* Given instruction
Repeat all the material exactly; pictures stay out of your copy.

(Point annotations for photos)
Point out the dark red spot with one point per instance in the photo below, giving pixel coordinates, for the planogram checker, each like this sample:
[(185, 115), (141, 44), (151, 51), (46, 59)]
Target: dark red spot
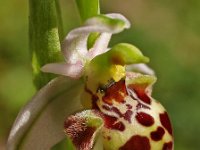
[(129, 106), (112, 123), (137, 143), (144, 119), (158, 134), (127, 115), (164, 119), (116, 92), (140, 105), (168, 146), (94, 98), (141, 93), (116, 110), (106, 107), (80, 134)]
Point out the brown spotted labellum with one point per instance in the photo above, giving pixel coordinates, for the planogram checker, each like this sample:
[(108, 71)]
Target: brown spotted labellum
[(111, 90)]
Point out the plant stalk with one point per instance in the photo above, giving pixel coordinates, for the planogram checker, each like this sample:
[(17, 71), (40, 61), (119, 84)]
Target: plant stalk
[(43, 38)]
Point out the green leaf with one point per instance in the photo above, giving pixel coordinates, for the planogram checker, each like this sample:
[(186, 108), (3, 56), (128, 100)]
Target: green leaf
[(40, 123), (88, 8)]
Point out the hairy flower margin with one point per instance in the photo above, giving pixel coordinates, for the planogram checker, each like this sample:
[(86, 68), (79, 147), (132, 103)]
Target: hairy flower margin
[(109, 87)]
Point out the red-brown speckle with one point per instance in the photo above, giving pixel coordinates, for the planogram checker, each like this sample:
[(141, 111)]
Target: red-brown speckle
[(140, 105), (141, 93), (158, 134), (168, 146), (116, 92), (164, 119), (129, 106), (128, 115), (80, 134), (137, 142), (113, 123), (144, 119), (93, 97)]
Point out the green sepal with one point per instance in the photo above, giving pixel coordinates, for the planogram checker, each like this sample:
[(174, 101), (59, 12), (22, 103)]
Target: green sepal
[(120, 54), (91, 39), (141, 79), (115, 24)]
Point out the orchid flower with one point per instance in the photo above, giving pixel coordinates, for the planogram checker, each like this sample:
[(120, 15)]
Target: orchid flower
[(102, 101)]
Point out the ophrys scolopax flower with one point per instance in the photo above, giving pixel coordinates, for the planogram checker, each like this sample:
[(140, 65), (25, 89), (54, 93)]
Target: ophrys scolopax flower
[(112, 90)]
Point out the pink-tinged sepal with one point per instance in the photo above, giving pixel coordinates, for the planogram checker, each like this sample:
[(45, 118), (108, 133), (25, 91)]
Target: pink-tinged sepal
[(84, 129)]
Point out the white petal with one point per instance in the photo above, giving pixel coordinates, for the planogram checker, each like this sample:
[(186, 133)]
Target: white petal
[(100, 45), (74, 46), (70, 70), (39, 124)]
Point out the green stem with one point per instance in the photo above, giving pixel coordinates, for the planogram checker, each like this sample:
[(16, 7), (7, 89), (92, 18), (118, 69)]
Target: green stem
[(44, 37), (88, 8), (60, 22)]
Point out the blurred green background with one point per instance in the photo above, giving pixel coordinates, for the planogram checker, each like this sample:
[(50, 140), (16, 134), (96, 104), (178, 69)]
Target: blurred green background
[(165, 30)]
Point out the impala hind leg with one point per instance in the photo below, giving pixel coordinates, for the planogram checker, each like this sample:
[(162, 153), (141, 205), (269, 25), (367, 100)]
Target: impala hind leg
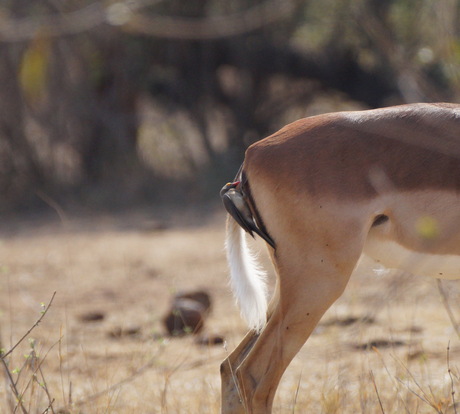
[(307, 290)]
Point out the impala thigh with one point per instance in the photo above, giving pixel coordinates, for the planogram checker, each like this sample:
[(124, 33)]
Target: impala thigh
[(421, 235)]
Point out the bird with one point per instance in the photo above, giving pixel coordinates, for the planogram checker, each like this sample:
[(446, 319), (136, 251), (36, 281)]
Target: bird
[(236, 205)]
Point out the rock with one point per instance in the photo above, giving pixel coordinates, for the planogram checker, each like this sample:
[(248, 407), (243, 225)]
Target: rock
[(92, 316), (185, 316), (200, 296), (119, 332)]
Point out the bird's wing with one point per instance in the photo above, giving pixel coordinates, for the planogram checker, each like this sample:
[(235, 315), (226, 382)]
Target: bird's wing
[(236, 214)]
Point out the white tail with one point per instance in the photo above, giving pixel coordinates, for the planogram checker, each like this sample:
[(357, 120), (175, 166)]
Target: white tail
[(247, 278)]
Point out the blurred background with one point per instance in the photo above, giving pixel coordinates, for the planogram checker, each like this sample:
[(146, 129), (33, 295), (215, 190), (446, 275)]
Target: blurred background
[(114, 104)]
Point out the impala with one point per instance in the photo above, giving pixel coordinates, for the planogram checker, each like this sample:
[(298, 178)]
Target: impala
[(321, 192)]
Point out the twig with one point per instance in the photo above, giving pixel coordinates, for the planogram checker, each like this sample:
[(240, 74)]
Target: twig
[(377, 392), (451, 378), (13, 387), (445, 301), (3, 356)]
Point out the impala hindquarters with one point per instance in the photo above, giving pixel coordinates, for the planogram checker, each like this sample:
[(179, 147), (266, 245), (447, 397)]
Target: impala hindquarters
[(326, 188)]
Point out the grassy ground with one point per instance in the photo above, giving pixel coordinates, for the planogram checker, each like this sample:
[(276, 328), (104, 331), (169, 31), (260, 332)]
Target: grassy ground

* The output
Point out the dark red spot with one point per instance in the photo below, giving pixel coordinates, for the planogram checker, each like this sample:
[(185, 115), (141, 44), (151, 51), (46, 59)]
Target: dark red spot
[(129, 106), (112, 123), (137, 143), (144, 119), (158, 134), (127, 115), (164, 119), (116, 92), (140, 105), (168, 146), (94, 98), (141, 93), (116, 110), (106, 107), (80, 134)]
Point out the brown spotted labellum with one point per instance in the photo above, giving pixel coordinates, for the planogram checker, each like this sample:
[(108, 71)]
Target: brown spotted labellum
[(111, 90)]
Point out the plant stalk with one point per instance in the photo above, giving pixel coordinates, for the planogram checker, each like this sample:
[(17, 71), (40, 61), (119, 84)]
Target: plant stalk
[(43, 38)]
Point out the green leaf with one point per instance in the photo above, giving pixel coordinates, for the planogram checker, each like this sample:
[(186, 108), (3, 56), (128, 100)]
Target: green leaf
[(40, 123), (88, 8)]
Point out the hairy flower margin with one point per instance in the photo above, giving pixel coordinates, for the planogram checker, each like this sample:
[(86, 68), (79, 147), (132, 103)]
Target: hairy flower margin
[(109, 87)]
Point out the red-brown speckle with one point per instance in the photo above, giving pixel coordinates, for the planogram checker, each like this sample:
[(141, 111)]
Target: red-brown speckle
[(140, 105), (141, 93), (158, 134), (168, 146), (116, 92), (164, 119), (129, 106), (128, 115), (80, 134), (137, 142), (113, 123), (144, 119), (93, 97)]
Point out the green sepal with one point per instance in the photo above, giving pixel coordinates, for the planogram checker, each like this sample:
[(174, 101), (59, 12), (22, 103)]
Target: green sepal
[(120, 54), (91, 39), (141, 79), (115, 24)]
Point out the orchid flower with one point per instance in the photo above, giving pixel coordinates, for the planogram checker, each like this sample:
[(120, 15)]
Target: orchid flower
[(102, 101)]
Point out the ophrys scolopax flower with one point per instance in the photo above, giving pixel coordinates, for the planogram checker, each like this sample:
[(140, 65), (25, 89), (54, 93)]
Target: ophrys scolopax flower
[(112, 90)]
Point out the pink-tinged sepal with one point per instance in the photo above, giving pixel coordinates, for the planogram checker, each like this sample:
[(45, 118), (108, 133), (25, 91)]
Target: pink-tinged sepal
[(84, 129)]
Point out the white petal with one point per instance in the photo above, giving pixel coordinates, for the planogram checker, each like this sample:
[(186, 133)]
Target: white petal
[(100, 45), (74, 46), (70, 70), (39, 124)]
Point out the green stem with one point per instance in the photo above, giving pixel coordinates, for the planogram checker, each like this sample:
[(16, 7), (7, 89), (92, 18), (118, 69)]
Target: green stem
[(44, 37), (88, 8), (60, 22)]
Point out the blurred green background with one point per instance in the photo above, giving pixel coordinates, for the planogram checker, each like this sample:
[(50, 140), (16, 134), (96, 104), (178, 69)]
Target: blurred green background
[(165, 30)]
Point out the impala hind leg with one point per instance in the photo below, giving pixel coordinates, for the planogram checker, each like this sample:
[(162, 153), (141, 205), (269, 25), (367, 100)]
Target: impala hind leg
[(307, 290)]
Point out the impala thigh with one point per instance in the photo above, giving pixel coordinates, for the planogram checker, each like this sample:
[(124, 33)]
Target: impala thigh
[(421, 235)]
Point out the bird with one point per instance in the photo above, giving pixel coordinates, for the planogram checker, each like this sample:
[(446, 319), (136, 251), (36, 281)]
Target: bird
[(236, 205)]
Point out the rock with one point per instance in the photo above, giving pixel coordinates, for the planogram checker, each like this sample:
[(248, 407), (243, 225)]
Target: rock
[(92, 316), (185, 316), (200, 296), (119, 332)]
Point out the bird's wing with one point per instance in the photo above, giving pixel coordinates, for the planogram checker, each like this sample:
[(235, 315), (226, 382)]
Target: bird's wing
[(236, 214)]
Point out the white tail with one point per instance in the photo above, giving pixel coordinates, for the planogram checker, each like this sample:
[(357, 120), (175, 166)]
Target: white tail
[(247, 278)]
Point out the blurred background with one point per instance in the photo above, giving pixel coordinates, for the planogram checker, each like this sample:
[(146, 129), (33, 295), (215, 190), (446, 275)]
Target: blurred background
[(114, 104)]
Point out the impala with one point per instance in the photo above, giving pixel coordinates, for the planogram checker, each like this sample:
[(298, 178)]
Target: impala
[(321, 192)]
Point out the twig with one point per instance in the photo above, giving pixel coordinates, for the planogram checker, each like this sample:
[(240, 74)]
Target: twig
[(377, 392), (451, 378), (13, 387), (445, 301), (3, 356)]
Point out the impala hindquarters with one point per instance in the photo above, giving pixel coordinates, for the planogram checker, each like this sample:
[(179, 147), (266, 245), (447, 397)]
Target: impala hindquarters
[(326, 188)]
Point out the grassy ground with one point per instance in the photo above, giving pixel coordinates, for the planogram checker, each like this sample:
[(276, 328), (104, 331), (169, 31), (260, 332)]
Target: grassy ground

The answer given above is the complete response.